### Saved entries
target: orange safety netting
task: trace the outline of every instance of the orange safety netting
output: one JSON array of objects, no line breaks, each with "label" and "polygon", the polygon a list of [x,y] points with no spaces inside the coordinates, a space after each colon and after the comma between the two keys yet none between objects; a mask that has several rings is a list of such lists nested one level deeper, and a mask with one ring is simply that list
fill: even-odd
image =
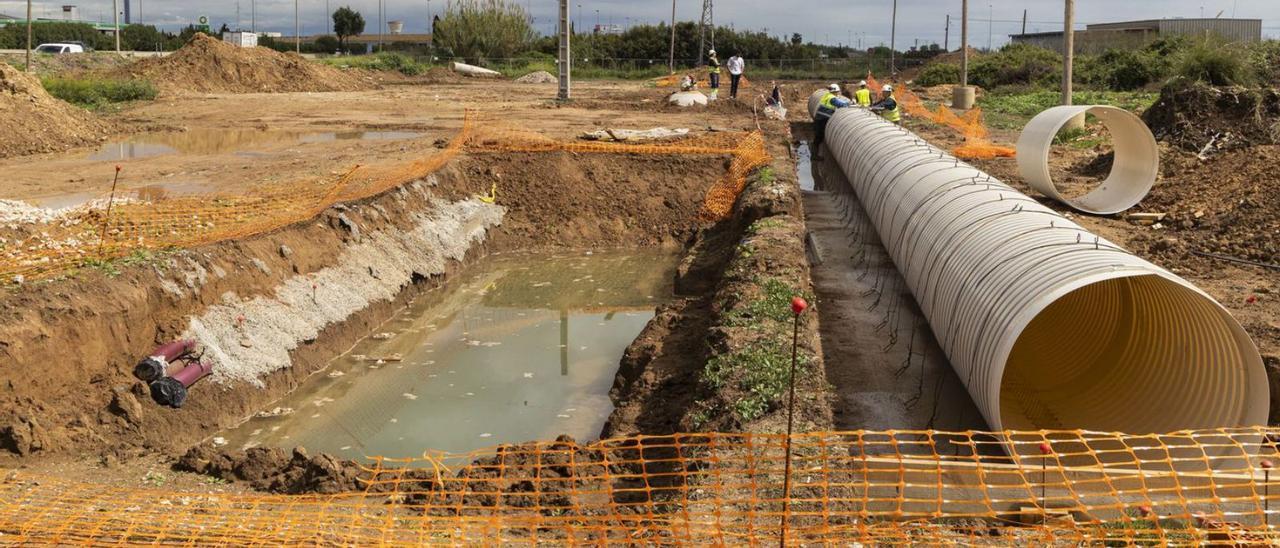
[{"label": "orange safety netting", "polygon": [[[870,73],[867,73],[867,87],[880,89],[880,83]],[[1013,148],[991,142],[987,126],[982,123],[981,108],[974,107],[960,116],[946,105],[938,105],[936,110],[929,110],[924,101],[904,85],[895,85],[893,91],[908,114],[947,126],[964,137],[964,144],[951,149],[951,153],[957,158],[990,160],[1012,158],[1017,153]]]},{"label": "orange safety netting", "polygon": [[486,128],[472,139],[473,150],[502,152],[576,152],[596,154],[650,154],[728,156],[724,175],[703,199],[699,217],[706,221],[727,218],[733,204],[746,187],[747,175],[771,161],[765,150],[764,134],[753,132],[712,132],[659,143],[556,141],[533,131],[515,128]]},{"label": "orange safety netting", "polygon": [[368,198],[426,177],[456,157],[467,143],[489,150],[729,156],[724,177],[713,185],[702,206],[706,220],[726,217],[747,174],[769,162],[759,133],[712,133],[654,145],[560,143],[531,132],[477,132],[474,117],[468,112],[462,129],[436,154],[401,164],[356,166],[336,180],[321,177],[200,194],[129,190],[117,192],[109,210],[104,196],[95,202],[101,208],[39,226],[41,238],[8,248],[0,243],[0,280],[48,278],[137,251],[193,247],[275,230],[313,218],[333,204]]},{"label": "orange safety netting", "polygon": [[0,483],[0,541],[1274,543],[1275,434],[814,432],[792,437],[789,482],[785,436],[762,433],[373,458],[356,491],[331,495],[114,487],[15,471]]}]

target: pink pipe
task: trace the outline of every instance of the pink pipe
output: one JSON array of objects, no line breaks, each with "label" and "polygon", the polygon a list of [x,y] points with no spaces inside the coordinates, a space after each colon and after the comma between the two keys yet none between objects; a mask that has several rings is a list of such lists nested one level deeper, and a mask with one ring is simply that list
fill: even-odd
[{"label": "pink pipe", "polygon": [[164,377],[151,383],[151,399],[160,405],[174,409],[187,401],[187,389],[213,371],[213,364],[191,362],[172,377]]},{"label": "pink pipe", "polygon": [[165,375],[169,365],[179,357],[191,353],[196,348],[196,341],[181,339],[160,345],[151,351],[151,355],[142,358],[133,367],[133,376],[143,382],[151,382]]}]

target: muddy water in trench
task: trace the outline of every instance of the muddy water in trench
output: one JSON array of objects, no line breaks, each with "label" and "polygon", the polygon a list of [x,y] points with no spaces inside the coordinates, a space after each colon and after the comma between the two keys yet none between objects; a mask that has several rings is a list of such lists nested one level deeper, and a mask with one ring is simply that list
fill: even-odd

### WHAT YOU ARE ASKED TO DO
The task calls for duplicating the data exactly, with no images kept.

### RESPONSE AREA
target: orange safety netting
task: trace the outline of every instance of the orange safety netting
output: one JSON array of objects, no line breaks, each with "label" and "polygon", the polygon a list of [x,y] points with no spaces inside the coordinates, a space after each colon and after the comma between the two keys yet none between objects; a mask that has several rings is a list of such lists nested one level deeper, and a mask with one ring is simply that list
fill: even-odd
image =
[{"label": "orange safety netting", "polygon": [[[870,73],[867,73],[867,87],[880,89],[880,83]],[[1013,148],[991,142],[987,126],[982,123],[981,108],[974,107],[960,116],[946,105],[938,105],[936,110],[929,110],[924,101],[904,85],[895,85],[893,91],[908,114],[947,126],[964,137],[964,144],[951,149],[951,153],[957,158],[990,160],[1012,158],[1017,153]]]},{"label": "orange safety netting", "polygon": [[486,128],[472,139],[473,150],[502,152],[576,152],[596,154],[650,154],[728,156],[724,175],[703,199],[699,217],[706,221],[727,218],[733,204],[746,187],[747,175],[771,161],[765,150],[764,134],[753,132],[712,132],[659,143],[556,141],[533,131],[515,128]]},{"label": "orange safety netting", "polygon": [[368,198],[426,177],[456,157],[467,143],[489,150],[729,156],[724,177],[713,185],[702,206],[706,220],[726,217],[747,174],[769,162],[759,133],[712,133],[654,145],[560,143],[531,132],[477,132],[474,117],[468,112],[462,129],[436,154],[401,164],[356,166],[336,180],[321,177],[200,194],[129,190],[117,192],[109,210],[104,196],[95,202],[101,208],[39,226],[41,238],[8,248],[0,243],[0,280],[48,278],[137,251],[193,247],[275,230],[313,218],[333,204]]},{"label": "orange safety netting", "polygon": [[0,483],[0,541],[1274,543],[1275,434],[814,432],[792,437],[789,482],[785,436],[762,433],[373,458],[356,491],[331,495],[114,487],[15,471]]}]

target: pink pipe
task: trace the outline of every instance of the pink pipe
output: one JSON array of objects, no line breaks, each with "label" and "polygon", the polygon a list of [x,y] points with no spaces inside the coordinates, a space after each colon and after the comma between the two keys yet none between objects; a mask that has several rings is a list of such lists nested one level deeper, and a mask with one ring is simply that list
fill: even-odd
[{"label": "pink pipe", "polygon": [[164,377],[151,383],[151,399],[160,405],[174,409],[187,401],[187,389],[213,371],[213,364],[191,362],[172,377]]},{"label": "pink pipe", "polygon": [[165,375],[169,365],[179,357],[191,353],[196,348],[196,341],[181,339],[160,345],[151,351],[151,355],[142,358],[133,367],[133,376],[143,382],[151,382]]}]

target: muddy water in trench
task: trace the outline of every instance of the muddy water in trench
output: one JSON array of objects, no line breaks, each with "label" and "polygon", the polygon a list of [x,y] points with no spaces inside the coordinates, a space after each colon and after the comma between the two keys yet none between objects; a mask that has several rings is a list of such lists nested one level deeper, and a mask with one ring is simply that list
fill: even-odd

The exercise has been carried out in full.